■ **WHAT THE EXERCISE ASKS**
The lines below that include the word "instance" are to be reported.
┌─ DATASET RECORDS
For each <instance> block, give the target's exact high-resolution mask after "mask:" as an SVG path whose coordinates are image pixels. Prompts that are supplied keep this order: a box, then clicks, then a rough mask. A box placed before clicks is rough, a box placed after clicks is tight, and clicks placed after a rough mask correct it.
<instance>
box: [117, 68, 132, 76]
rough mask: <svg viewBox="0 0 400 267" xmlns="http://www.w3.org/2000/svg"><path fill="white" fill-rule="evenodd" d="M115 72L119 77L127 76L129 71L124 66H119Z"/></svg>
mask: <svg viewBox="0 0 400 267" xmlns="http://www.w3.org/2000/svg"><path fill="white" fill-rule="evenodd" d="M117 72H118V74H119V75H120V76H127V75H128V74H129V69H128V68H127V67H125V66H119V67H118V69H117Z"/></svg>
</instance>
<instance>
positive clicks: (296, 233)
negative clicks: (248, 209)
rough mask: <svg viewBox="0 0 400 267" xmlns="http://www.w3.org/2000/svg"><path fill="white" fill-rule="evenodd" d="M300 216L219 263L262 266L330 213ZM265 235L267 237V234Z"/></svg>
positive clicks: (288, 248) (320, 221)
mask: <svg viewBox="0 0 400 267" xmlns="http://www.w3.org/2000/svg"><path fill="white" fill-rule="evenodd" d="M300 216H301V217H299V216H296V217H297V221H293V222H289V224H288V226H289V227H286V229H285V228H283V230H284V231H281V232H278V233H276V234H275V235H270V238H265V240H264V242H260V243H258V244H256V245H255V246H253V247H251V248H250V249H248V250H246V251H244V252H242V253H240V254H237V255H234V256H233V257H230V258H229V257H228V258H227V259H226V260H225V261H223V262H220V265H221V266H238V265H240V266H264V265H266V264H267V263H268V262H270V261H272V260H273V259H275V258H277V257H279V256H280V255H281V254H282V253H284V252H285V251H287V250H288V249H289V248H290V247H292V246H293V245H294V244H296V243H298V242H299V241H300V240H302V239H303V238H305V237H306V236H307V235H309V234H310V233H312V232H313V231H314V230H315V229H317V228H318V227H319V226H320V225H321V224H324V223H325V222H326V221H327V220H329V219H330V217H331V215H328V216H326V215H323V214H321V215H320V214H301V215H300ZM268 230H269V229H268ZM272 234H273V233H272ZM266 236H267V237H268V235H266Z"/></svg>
└─
■ **OUTPUT**
For each <instance> block, give the target's exact high-resolution mask after "mask:" as an SVG path whose coordinates are image pixels. Prompts that are supplied keep this order: a box, then clicks, then a rough mask. A box placed before clicks is rough, a box placed after clicks is tight, and clicks placed after a rough mask correct it.
<instance>
</instance>
<instance>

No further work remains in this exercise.